#### Testo:
※ ※ ※

G.P. Caprettini, in Semiologia del racconto, (1997), spiega come  il racconto diventi  una forma di comunicazione in cui è possibile individuare un mittente e degli ampi destinatari, identificabili nella cultura, ossia  con il sistema linguistico e di valori, al cui interno si sono prodotte.
Il racconto è una forma di significazione, in ogni testo narrativo, sia scritto che orale, oppure visivo, si assiste ad un’aggregazione di materiali dell’immaginazione e strutture linguistiche, producendo un’espressione di valori verso i quali i soggetti del racconto si dirigono.(op.cit.p.V)
Il racconto è una forma mentis, un modo organizzato di pensare dando ordine e logica al procedere delle idee, così da imprimere una rappresentazione al rapporto fra memoria ed esperienza, fra cultura e realtà, fra scrittura e immaginazione. Ne consegue che la lettura è una presa di contatto con una parte della memoria culturale, depositata in forma di intreccio nel testo secondo un programma narrativo …
 Il racconto è anche un filo rosso, un ordito, un’impalcatura razionale, e perfino una forma mentis, che va a disporsi sui dati della realtà e dell’ immaginazione in modo che essi vengano a ordinarsi in una sequenza, in una gerarchia, in un legame di causalità riconoscibile e accettabile.
In conclusione per tornare al tema del discorso iniziale, stimolata dal racconto emerso, dalla voce del regista R. W. Fassbinder e dal titolo della trasmissione radiofonica “La passione si sente”,  ho provato a collegare proprio grazie a quel filo rosso di cui sopra si parlava, l’importanza del narrare e del saper narrare quale elemento cardine dell’essere umano, capace di creare quell'impalcatura razionale o se vogliamo quella forma mentis, capace di ordinare i dati di cui disponiamo,   ancora di più in un momento “storico critico e di grande incertezza” come quello che stiamo vivendo. Cercare forse più semplicemente dei modi per raccontare e raccontarsi agli altri, come modalità per dare un senso al nostro esistere e perché no, riuscire ad "esserne felici", ma soprattutto poter recuperare quella “passione” nel fare e nell’essere che tanto può colorare le nostre esistenze.
Concludo questa pagine con un'altra citazione di Fassbinder : 
" Vorrei costruire una casa con i miei film, alcuni sono le stanze, altri sono i muri, altri ancora sono le finestre, ma spero che alla fine sarà una bella casa"

※ ※ ※

#### Voci fornite:
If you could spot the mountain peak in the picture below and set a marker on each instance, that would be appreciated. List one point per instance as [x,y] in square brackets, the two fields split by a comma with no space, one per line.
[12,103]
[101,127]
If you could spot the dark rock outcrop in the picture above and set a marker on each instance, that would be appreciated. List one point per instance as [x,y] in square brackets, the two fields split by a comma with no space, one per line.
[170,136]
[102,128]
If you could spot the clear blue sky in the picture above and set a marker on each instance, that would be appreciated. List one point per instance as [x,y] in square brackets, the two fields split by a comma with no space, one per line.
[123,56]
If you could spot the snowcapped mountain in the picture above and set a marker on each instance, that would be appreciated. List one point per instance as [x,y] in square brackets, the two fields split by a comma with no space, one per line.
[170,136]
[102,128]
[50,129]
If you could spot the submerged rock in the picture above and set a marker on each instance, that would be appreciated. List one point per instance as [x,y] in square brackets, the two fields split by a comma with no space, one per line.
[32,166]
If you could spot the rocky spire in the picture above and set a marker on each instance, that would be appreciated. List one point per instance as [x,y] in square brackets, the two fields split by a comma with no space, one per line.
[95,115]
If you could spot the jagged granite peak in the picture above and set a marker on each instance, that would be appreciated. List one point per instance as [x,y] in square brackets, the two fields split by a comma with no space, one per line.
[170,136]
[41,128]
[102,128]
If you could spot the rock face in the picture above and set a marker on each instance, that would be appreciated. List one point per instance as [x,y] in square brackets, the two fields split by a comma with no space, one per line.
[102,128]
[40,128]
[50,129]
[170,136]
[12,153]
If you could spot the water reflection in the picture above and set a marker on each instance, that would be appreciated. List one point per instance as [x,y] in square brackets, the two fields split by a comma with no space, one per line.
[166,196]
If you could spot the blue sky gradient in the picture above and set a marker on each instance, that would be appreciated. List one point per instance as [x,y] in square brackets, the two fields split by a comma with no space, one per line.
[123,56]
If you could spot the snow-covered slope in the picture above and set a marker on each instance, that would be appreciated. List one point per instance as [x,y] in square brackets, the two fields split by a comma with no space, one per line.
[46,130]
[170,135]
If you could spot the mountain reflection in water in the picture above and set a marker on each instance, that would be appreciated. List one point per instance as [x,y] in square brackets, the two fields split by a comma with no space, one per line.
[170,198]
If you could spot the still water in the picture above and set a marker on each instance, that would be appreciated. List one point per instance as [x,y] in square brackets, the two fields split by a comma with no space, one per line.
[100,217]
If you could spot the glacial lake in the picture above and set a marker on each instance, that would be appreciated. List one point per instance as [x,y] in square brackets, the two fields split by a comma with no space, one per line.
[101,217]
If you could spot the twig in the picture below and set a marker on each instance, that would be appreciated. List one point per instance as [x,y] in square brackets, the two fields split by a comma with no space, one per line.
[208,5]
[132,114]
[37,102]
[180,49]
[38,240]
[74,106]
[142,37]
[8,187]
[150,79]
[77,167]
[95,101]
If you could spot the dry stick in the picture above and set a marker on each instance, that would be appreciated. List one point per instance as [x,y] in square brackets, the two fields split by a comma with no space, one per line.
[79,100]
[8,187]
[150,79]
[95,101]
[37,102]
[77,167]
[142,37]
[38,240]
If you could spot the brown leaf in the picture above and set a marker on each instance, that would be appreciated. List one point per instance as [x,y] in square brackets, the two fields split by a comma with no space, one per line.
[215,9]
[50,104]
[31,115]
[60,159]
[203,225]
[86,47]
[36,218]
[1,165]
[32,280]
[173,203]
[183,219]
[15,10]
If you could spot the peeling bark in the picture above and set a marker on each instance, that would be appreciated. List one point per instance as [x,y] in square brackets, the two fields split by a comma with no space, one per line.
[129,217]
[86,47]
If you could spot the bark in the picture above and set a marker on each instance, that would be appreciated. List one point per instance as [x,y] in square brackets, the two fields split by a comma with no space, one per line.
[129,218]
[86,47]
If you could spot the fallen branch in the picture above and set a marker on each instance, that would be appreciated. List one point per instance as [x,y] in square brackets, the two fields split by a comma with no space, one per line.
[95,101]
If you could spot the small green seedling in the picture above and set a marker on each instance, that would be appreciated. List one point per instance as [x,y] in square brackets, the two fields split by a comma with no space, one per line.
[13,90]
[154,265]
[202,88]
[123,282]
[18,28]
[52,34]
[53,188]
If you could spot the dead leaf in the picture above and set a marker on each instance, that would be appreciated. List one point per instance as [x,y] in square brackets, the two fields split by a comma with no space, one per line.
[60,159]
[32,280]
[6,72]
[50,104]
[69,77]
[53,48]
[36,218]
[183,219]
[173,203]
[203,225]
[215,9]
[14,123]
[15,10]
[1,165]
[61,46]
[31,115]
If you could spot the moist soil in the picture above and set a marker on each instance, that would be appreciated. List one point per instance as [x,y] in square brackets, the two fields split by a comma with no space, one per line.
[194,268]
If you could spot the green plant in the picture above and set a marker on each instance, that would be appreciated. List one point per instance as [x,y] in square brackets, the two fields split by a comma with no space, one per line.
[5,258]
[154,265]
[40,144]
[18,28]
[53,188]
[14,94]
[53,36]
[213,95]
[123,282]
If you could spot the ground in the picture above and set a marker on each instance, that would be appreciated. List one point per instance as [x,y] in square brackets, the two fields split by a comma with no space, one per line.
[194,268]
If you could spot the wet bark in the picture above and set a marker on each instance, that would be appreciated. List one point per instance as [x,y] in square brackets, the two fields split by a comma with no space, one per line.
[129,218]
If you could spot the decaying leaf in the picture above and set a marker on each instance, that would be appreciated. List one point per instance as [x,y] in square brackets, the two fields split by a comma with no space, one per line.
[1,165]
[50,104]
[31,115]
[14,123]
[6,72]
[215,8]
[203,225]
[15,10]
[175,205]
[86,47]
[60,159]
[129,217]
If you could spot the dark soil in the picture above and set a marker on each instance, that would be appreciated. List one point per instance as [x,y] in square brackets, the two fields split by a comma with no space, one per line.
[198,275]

※ ※ ※

#### Lavoro richiesto:
Nella citazione di Fassbinder che chiude il testo sul racconto, che cosa vorrebbe costruire il regista con i suoi film?

#### Risposta all'esercizio:
Una casa, in cui alcuni film sono le stanze, altri i muri e altri ancora le finestre.